Give as a JSON list of strings, one string per line with blank lines omitted, everything in the material below from the line containing "Within the image above, at what position is the concrete" down to the line containing "[458,233,502,323]", both included.

(Source records)
● ● ● ● ● ● ●

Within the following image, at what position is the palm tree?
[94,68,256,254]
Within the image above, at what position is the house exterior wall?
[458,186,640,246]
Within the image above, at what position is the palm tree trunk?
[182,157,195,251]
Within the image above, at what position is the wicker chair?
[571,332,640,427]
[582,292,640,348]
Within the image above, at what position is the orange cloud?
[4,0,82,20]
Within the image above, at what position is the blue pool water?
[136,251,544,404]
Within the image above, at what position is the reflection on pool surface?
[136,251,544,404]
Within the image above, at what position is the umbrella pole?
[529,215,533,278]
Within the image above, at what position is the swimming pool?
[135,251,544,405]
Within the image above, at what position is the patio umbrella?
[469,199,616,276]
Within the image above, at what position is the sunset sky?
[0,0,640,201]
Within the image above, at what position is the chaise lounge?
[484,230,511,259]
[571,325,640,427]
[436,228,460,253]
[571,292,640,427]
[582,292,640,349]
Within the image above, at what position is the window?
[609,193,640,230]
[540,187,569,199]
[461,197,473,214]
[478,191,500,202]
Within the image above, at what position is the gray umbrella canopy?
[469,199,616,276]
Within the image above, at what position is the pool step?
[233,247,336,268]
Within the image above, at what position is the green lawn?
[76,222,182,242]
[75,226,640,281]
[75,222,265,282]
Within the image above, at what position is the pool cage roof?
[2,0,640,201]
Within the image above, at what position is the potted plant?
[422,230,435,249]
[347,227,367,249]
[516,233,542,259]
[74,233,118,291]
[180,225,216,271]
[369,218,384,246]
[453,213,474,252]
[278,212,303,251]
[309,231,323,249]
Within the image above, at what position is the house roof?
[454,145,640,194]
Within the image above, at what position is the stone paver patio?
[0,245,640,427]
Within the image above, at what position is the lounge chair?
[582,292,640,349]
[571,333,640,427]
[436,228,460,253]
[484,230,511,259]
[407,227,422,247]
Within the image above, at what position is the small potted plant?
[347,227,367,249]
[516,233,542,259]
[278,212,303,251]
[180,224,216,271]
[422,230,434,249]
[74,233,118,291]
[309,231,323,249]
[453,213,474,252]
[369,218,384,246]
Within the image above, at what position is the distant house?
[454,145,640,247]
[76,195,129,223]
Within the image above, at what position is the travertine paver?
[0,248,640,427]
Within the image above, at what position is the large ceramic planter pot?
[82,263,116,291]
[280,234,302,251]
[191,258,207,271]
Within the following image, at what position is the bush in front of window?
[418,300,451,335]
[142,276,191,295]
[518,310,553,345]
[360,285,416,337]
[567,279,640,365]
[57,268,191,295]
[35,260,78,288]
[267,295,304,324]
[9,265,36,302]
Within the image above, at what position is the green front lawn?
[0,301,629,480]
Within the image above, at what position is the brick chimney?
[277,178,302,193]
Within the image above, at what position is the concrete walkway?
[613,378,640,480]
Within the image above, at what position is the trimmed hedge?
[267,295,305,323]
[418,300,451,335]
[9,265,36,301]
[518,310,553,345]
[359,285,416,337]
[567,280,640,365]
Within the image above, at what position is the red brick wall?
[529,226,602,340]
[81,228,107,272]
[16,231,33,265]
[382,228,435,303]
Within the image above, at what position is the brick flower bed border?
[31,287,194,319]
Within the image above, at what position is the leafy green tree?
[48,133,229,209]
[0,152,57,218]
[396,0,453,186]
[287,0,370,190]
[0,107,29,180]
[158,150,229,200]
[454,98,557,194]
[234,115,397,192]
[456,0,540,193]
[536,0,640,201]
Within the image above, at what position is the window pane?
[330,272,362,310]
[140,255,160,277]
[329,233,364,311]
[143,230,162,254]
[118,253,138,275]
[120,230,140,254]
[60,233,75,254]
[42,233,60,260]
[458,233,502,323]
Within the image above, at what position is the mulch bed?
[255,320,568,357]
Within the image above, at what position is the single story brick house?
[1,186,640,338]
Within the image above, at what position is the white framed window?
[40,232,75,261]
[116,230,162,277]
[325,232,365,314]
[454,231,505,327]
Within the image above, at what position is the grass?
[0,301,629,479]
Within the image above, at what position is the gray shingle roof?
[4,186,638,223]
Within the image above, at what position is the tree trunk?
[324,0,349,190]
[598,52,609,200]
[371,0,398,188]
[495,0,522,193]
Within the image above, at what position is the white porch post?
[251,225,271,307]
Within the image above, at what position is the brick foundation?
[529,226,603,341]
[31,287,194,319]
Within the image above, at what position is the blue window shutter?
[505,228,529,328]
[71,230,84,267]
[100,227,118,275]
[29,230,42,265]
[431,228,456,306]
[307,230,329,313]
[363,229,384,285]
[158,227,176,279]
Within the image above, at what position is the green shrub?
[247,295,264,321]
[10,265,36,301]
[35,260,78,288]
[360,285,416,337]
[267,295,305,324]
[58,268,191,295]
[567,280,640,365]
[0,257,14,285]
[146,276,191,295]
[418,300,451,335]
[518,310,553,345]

● ● ● ● ● ● ●

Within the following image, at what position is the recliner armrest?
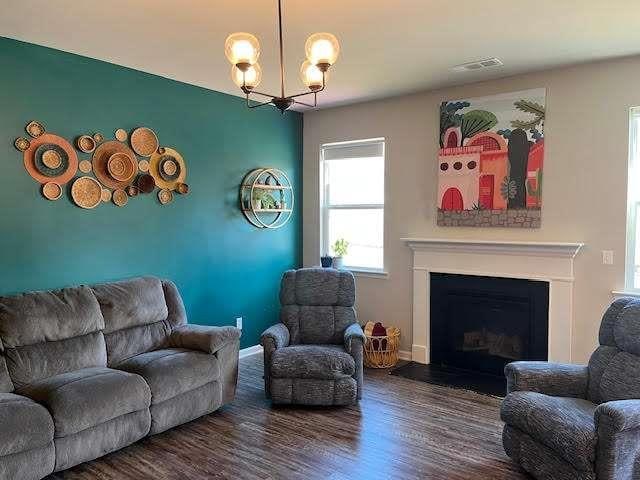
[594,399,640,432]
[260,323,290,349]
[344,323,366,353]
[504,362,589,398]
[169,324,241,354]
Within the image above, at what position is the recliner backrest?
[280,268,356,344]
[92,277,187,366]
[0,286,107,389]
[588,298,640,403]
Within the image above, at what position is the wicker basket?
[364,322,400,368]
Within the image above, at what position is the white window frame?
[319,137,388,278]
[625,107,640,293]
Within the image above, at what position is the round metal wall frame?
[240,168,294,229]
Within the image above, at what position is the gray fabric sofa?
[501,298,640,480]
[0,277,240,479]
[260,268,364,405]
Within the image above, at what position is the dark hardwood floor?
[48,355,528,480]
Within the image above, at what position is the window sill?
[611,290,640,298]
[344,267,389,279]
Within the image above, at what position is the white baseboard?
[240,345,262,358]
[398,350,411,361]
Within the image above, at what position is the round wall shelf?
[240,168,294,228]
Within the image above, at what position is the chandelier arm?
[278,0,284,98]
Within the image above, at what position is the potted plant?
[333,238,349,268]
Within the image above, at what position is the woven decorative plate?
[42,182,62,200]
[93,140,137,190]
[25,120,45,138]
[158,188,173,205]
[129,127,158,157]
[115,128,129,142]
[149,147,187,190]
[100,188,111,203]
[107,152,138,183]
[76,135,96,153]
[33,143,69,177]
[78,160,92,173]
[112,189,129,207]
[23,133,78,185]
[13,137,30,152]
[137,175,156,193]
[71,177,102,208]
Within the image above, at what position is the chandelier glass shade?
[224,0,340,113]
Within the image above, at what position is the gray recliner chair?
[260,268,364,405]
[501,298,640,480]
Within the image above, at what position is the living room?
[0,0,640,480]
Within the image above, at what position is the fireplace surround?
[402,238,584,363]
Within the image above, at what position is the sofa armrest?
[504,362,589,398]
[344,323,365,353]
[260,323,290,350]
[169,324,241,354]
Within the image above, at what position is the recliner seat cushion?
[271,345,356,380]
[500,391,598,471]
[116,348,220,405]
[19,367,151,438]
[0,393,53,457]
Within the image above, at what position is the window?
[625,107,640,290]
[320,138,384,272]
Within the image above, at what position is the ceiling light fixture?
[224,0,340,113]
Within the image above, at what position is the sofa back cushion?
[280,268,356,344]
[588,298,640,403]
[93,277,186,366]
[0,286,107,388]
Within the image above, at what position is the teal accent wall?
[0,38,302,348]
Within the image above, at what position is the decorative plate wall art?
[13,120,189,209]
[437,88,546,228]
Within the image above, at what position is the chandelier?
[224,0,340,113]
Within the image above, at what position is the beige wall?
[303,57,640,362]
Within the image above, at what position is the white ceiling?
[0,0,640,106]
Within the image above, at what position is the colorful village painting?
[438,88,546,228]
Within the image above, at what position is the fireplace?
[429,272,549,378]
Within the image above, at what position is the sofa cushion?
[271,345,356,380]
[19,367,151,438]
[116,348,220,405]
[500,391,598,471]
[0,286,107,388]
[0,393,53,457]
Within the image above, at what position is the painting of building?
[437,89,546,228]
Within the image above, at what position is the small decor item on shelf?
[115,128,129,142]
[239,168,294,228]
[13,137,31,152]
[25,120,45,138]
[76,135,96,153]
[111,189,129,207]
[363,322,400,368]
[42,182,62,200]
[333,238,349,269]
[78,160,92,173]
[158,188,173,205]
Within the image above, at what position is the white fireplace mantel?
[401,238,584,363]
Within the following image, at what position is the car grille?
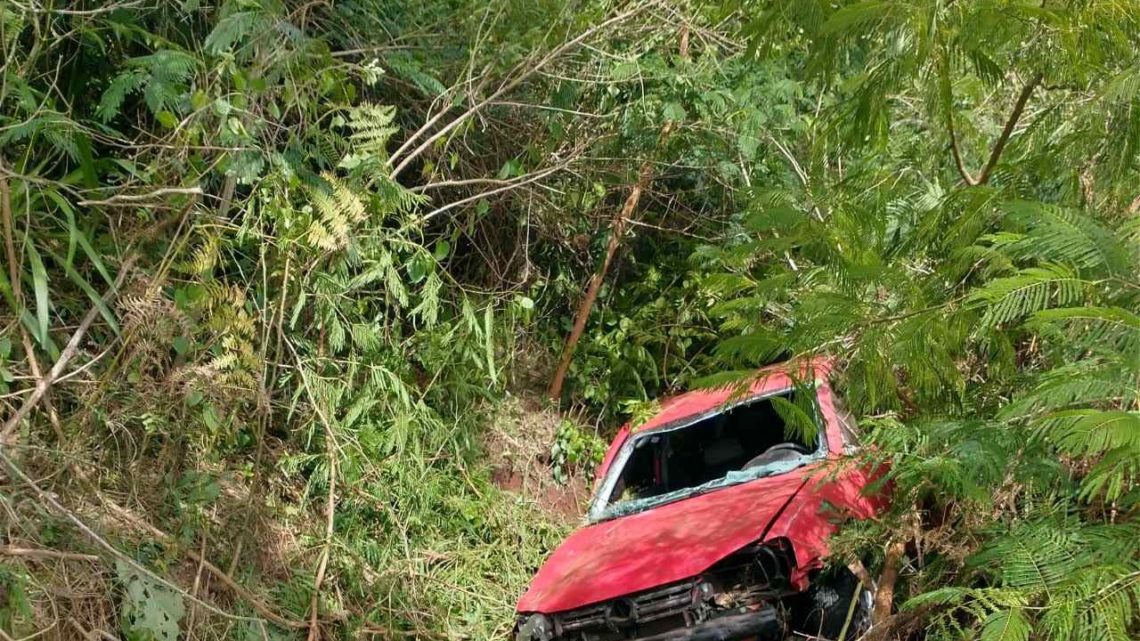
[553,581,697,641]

● ● ● ● ● ● ●

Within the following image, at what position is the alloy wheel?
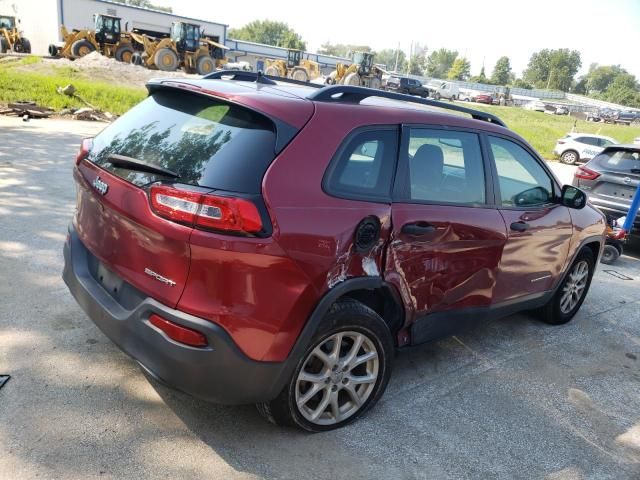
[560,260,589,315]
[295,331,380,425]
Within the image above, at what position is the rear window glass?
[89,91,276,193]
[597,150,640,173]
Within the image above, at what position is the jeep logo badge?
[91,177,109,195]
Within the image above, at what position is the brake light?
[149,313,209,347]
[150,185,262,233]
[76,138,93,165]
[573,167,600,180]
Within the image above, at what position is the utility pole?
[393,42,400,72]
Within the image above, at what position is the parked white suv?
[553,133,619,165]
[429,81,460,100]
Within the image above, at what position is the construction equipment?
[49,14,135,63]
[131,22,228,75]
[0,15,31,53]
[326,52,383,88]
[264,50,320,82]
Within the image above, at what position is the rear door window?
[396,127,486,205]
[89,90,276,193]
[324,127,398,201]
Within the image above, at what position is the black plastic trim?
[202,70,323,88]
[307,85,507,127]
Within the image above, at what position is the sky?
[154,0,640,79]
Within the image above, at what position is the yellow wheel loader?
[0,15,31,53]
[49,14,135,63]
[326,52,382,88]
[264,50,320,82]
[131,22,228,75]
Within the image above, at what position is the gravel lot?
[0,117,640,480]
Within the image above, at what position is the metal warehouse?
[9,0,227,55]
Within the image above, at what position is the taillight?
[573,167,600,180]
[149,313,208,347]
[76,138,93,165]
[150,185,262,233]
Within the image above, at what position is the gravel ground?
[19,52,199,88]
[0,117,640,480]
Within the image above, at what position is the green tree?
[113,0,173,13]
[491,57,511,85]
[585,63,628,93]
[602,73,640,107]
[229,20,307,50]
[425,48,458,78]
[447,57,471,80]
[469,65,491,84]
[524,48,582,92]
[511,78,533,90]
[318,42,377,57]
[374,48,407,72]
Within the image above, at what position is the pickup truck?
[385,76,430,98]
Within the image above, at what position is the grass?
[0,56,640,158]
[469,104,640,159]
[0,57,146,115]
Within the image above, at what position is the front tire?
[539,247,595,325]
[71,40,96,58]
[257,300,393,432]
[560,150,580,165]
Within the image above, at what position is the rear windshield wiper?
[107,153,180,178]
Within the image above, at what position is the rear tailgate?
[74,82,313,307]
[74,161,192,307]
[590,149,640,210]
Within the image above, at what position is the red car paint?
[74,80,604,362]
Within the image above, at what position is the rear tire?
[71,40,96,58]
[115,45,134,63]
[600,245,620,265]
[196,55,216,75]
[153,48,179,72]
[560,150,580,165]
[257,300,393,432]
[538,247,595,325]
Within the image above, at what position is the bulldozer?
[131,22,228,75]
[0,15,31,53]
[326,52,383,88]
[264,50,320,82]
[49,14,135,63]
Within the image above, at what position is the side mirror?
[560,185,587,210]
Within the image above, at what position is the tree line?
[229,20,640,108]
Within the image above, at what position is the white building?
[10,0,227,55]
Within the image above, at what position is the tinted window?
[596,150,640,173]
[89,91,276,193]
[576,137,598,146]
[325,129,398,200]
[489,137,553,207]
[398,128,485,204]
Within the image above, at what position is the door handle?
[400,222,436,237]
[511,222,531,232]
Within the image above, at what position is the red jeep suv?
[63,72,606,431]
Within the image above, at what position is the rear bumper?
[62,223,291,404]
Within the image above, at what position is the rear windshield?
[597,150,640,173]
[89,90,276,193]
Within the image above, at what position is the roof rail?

● ● ● ● ● ● ●

Full solution -
[
  "Within the image above, at what position is the concrete walkway?",
  "[613,378,640,480]",
  "Within the image above, at what position is the trimmed hedge?",
  "[267,295,305,323]",
  "[418,300,451,335]",
  "[9,265,36,301]",
  "[518,310,553,345]",
  "[359,285,416,337]",
  "[567,280,640,365]",
  "Within the image above, at what position is the red brick wall?",
  "[529,226,602,340]",
  "[81,228,107,272]",
  "[16,231,33,265]",
  "[382,228,435,303]",
  "Within the image above, at what position is the brick flower bed border?",
  "[31,287,194,319]",
  "Within the image above, at what position is the leafy green tree?",
  "[48,133,229,209]",
  "[0,152,57,218]",
  "[396,0,453,186]",
  "[287,0,370,190]",
  "[0,107,29,180]",
  "[158,150,229,200]",
  "[454,98,557,194]",
  "[234,115,397,192]",
  "[456,0,540,193]",
  "[536,0,640,201]",
  "Within the image above, at what position is the window pane?",
  "[330,272,362,310]",
  "[140,255,160,277]",
  "[329,233,364,311]",
  "[143,230,162,254]",
  "[118,253,138,275]",
  "[120,230,140,254]",
  "[60,233,75,254]",
  "[42,233,60,260]",
  "[458,233,502,323]"
]